Trade Winds [New York premiere]
Der Hirt auf dem Felsen, D965
String Sextet in B flat, Op.18
Jessica Rivera (soprano)
Reviewed by: Gene Gaudette
Reviewed: 12 October, 2010
Venue: Weill Recital Hall, Carnegie Hall, New York City
Timothy Andres’s Trade Winds was commissioned by Carnegie Hall with help from many Academy alumni, and is scored for clarinet, string quartet, piano, and percussion. The 25-year-old composer writes in an unashamedly tonal minimalist style. Trade Winds juxtaposes a series of rapid and slow sections; some of the faster music is strongly similar to Steve Reich, but with memorable melodic sections and motifs. The work, cast as a chaconne, doesn’t make much daring use of extended playing techniques but does make excellent use of timbral transformation as figures wind their way through different instruments and combinations. I was particularly impressed by the slower music, especially the relaxed interplay between the piano (the player compensating well for the instrument’s unresponsive top octaves) and percussion coming to the fore after the string and clarinet textures dissolve away. The work clocks in at about 11 minutes, and seems too brief – I’m eager to hear this emerging talent take on larger-scale forms and instrumental ensembles.
Schubert was 31 – a few months before his death in 1828 – when he began work on “Der Hirt auf dem Felsen” (The Shepherd on the Rock), a song that could well be described as a three-section mini-cantata for soprano, clarinet and piano. Weill can give singers a too-bright, edgy sound, but Jessica Rivera tamed the hall impressively, enunciating and dramatizing the text effectively and dispatching the runs in the final section – including the rapid-fire high notes – with total command and sunny optimism. Marina Radiushina nuanced pianism reveals her as a natural Schubertian (I’d love to hear her take on the late sonatas) and the expressive, evocative clarinet-playing of Paul Won Jin Cho was enormously satisfying.
It wouldn’t be fair to compare the present performance of Brahms’s B flat Sextet with a few I’ve heard by world-class chamber ensembles, but not because of the musicians; Weill Recital Hall short-changes low string sonorities. It’s a shame the present concert couldn’t have taken place downstairs in Zankel Hall. Violins were seated on far left and right, cellists in the center, and a violist between each violin and cello; this worked well to delineate melodies, counterpoint and accompaniment, but did little to ameliorate Weill’s bass deficiencies. The ensemble’s approach brought a character less like a large-scale four-movement chamber work and more like Brahms’s orchestral serenades. I’ve never felt this one of Brahms’s great triumphs, perhaps because I’ve had the misfortune of hearing ensembles looking for too much grandeur. ACJW’s interpretative approach was more entertaining – and edifying from the get-go, with a tuneful first movement more reminiscent of Mendelssohn than Brahms’s mentor Schumann. There were few very small lapses at the outset, but nothing that detracted from the mood of the music. The second movement was a sunny mash-up of tzigane phrasing and theme-and-variation form; the scherzo held more than a passing resemblance to the one in Beethoven’s ‘Pastoral’ Symphony. The finale holds a few hints of Brahms’s mature style – but the players honed in on the merry, precocious character of the themes. This was a convincing case that Brahms – well, at least this work – shouldn’t always be so darned serious.
ACJW’s next performance will include Simon Rattle and Christian Tetzlaff in Zankel Hall performing music of Rameau, Ligeti and Richard Strauss. If tonight’s outing is any indication, it will be a must-see concert.

- Work instructions
Answer from the concert review.
1. Which instruments is Trade Winds scored for?
2. How old was Schubert when he began work on "Der Hirt auf dem Felsen"?
3. Which two performers will ACJW's next performance include?
The entries come from a separate source and are unrelated to the concert review.

- Given records

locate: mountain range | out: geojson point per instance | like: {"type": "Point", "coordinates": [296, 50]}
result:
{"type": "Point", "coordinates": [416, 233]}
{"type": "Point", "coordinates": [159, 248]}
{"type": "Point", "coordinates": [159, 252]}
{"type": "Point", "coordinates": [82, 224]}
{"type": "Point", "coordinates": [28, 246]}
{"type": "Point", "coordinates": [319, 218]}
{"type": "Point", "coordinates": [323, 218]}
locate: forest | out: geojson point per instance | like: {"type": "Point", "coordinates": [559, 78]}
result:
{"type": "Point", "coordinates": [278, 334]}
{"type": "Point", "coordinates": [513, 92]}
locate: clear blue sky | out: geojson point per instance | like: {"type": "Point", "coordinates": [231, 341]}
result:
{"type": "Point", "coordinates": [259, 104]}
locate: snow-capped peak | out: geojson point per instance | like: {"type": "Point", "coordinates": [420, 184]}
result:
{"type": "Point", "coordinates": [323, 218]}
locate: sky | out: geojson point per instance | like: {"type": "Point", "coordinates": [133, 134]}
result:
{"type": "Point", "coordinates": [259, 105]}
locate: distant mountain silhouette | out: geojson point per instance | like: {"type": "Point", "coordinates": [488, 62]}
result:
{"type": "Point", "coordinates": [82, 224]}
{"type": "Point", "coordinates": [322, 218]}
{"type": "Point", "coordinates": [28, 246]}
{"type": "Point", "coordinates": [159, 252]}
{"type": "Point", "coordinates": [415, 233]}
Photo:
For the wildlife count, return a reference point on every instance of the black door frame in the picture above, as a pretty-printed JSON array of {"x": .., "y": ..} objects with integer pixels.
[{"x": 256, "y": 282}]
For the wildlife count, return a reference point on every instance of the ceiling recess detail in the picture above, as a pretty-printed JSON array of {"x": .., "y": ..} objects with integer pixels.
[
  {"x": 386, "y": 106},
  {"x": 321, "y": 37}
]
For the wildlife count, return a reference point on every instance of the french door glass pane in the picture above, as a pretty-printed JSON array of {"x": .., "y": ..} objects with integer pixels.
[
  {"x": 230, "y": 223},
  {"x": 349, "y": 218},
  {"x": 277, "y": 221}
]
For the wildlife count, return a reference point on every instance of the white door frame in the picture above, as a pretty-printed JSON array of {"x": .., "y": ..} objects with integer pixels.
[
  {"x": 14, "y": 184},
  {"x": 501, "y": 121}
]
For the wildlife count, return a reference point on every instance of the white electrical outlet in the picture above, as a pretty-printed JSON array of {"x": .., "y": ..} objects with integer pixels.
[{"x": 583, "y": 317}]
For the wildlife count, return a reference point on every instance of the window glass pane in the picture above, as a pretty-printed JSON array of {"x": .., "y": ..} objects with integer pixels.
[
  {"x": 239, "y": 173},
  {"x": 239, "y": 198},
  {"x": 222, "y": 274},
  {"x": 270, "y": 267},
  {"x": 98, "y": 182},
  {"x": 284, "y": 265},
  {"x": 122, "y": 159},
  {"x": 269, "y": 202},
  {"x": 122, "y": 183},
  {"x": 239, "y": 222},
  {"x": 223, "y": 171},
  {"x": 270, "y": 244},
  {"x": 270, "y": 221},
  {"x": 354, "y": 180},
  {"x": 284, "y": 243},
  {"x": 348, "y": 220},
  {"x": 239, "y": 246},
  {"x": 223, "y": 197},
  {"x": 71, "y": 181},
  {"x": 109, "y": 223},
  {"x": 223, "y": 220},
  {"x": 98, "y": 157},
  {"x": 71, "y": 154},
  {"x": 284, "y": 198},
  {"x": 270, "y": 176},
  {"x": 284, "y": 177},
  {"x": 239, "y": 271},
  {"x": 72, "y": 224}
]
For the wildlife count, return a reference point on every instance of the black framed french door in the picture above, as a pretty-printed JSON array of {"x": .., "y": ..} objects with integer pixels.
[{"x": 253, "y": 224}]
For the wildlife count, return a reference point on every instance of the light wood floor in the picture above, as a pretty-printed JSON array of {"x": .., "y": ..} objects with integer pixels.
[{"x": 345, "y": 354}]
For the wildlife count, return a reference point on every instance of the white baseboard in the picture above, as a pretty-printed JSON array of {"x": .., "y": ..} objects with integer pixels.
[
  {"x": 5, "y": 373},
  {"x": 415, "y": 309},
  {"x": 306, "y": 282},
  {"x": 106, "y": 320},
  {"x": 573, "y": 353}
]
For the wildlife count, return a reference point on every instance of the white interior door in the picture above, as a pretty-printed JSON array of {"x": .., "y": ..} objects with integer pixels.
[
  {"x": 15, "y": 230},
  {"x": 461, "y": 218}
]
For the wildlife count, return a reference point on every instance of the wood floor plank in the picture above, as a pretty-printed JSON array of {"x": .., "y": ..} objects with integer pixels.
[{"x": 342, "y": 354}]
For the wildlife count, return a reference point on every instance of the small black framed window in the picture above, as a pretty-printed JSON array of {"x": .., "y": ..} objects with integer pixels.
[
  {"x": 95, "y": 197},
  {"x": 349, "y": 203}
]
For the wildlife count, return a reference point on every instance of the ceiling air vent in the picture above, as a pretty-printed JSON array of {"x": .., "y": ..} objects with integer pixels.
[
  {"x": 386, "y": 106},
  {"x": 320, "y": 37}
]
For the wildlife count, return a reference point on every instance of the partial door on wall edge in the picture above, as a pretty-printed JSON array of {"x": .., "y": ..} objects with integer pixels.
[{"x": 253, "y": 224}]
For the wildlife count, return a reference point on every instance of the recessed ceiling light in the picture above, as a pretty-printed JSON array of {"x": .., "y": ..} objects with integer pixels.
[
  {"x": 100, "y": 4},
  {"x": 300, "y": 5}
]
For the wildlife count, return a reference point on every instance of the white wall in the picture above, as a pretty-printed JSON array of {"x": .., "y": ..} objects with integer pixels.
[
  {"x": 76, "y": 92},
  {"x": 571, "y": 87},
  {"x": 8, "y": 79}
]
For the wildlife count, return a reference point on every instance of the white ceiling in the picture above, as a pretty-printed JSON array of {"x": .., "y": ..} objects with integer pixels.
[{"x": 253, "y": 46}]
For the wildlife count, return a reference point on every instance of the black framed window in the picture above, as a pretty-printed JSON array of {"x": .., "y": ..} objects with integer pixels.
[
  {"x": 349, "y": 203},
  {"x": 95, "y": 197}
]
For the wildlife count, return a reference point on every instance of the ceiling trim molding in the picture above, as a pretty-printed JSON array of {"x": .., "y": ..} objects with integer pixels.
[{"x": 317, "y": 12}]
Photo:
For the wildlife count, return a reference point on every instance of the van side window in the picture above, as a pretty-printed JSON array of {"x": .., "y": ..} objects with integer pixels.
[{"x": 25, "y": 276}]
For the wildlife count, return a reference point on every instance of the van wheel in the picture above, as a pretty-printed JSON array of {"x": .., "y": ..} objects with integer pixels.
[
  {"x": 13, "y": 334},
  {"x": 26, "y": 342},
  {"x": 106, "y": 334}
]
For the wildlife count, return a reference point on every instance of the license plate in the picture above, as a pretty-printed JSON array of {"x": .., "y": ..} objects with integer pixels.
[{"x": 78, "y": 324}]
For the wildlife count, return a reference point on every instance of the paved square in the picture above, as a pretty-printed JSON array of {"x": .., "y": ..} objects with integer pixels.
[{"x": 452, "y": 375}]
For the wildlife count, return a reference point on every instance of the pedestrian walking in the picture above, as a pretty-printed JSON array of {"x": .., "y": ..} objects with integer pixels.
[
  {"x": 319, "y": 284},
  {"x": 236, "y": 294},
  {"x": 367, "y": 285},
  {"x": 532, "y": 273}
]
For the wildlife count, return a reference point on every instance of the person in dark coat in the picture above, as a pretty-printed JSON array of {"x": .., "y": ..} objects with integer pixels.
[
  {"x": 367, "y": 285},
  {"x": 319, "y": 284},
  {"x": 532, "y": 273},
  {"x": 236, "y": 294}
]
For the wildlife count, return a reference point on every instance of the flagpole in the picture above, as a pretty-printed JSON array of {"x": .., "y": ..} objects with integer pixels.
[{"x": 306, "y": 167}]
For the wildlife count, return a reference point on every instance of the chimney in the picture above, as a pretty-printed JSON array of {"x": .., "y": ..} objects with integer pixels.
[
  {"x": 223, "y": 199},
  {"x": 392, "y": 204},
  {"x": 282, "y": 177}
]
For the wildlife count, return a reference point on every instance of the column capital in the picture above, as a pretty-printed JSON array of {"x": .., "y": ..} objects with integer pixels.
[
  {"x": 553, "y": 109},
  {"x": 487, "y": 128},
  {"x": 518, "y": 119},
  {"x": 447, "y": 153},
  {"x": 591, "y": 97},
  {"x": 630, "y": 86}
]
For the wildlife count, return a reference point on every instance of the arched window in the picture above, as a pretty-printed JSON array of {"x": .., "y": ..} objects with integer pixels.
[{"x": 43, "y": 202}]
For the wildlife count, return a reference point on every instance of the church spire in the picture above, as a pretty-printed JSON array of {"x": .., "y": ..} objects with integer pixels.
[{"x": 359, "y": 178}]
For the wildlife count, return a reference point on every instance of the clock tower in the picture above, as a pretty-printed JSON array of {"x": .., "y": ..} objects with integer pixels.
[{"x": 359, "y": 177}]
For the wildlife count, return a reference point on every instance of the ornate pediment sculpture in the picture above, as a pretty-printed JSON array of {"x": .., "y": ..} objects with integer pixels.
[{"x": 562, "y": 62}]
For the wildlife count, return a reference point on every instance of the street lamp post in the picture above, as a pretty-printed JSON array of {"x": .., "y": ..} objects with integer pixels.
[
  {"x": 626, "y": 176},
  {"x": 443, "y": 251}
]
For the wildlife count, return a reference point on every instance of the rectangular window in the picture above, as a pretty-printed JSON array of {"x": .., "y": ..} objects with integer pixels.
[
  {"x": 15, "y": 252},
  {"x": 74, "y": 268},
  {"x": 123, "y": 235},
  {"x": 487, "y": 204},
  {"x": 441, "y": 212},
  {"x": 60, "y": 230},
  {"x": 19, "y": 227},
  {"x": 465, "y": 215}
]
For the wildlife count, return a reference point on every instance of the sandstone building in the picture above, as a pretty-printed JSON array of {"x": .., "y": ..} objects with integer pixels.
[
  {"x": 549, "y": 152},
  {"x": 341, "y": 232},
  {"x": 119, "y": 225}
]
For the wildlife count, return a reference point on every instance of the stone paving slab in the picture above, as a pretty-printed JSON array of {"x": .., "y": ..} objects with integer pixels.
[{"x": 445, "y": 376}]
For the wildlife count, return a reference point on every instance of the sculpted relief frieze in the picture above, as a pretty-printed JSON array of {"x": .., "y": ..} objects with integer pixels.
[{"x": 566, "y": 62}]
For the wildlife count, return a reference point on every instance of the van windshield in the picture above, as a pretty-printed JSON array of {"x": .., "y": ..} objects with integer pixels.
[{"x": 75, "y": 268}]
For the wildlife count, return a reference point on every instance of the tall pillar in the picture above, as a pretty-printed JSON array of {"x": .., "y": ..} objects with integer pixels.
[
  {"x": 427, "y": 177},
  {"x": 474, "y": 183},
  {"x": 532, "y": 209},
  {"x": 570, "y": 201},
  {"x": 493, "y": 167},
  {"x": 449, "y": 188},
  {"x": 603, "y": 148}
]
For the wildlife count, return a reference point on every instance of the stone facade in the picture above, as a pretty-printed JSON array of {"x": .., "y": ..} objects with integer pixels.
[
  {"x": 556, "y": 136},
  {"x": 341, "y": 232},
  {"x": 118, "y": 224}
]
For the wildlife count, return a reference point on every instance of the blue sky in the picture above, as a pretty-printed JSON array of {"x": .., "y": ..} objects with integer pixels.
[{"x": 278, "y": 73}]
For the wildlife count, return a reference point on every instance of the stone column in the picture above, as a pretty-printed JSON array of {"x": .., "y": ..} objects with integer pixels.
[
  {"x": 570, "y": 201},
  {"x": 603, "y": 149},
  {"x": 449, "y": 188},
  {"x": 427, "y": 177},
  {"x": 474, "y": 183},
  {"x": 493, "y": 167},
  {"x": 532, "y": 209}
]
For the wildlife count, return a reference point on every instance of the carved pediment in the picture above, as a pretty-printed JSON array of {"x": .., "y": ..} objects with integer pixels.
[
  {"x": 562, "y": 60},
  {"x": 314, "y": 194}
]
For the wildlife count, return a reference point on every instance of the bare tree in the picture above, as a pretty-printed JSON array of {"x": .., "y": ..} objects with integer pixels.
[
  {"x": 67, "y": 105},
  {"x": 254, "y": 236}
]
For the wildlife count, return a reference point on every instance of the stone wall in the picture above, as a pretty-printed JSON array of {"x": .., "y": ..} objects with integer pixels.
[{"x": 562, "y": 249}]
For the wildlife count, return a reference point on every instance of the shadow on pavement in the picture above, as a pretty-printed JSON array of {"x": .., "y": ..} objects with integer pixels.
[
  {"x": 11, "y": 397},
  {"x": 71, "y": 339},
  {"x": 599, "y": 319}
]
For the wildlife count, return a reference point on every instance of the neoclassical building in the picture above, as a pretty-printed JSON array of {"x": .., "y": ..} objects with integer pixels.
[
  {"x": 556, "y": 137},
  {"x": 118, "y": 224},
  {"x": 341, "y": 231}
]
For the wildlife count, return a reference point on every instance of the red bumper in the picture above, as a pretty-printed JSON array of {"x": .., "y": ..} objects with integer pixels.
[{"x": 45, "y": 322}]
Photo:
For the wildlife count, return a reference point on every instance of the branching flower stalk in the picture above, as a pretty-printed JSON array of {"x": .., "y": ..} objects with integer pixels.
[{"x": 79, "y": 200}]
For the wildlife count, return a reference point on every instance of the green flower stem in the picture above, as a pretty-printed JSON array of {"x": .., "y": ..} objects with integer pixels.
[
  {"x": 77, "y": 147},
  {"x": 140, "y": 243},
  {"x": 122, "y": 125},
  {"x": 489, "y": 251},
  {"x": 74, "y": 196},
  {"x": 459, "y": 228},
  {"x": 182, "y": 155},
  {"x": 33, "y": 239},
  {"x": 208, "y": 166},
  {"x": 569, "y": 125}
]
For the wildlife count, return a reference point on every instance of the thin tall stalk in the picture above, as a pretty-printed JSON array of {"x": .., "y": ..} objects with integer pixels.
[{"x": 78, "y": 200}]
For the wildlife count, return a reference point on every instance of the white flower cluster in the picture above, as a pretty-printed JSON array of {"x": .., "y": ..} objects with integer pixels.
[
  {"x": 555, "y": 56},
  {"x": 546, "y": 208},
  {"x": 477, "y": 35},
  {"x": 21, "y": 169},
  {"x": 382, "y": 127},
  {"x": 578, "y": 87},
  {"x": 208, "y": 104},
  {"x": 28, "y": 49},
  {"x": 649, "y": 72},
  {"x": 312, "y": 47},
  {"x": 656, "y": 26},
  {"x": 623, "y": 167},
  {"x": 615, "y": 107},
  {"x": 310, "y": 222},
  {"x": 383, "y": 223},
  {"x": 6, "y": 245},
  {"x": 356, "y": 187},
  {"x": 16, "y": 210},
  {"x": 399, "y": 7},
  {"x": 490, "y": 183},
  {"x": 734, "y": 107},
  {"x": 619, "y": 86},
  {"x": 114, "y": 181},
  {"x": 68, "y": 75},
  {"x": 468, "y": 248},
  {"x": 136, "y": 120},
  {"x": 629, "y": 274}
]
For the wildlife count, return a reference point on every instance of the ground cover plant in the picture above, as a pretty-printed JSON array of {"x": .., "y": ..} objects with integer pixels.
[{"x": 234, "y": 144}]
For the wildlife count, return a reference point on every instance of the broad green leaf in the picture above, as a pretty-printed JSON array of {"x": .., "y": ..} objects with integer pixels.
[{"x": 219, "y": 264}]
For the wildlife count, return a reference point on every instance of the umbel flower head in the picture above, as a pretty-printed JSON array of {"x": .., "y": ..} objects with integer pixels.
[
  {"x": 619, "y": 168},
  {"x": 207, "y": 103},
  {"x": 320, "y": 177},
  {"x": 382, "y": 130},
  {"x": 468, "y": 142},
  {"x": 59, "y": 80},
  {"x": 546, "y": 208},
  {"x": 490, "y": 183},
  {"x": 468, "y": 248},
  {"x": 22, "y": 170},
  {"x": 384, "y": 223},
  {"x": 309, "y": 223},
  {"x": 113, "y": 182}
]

- Answer box
1. Clarinet, string quartet, piano, and percussion.
2. 31.
3. Simon Rattle and Christian Tetzlaff.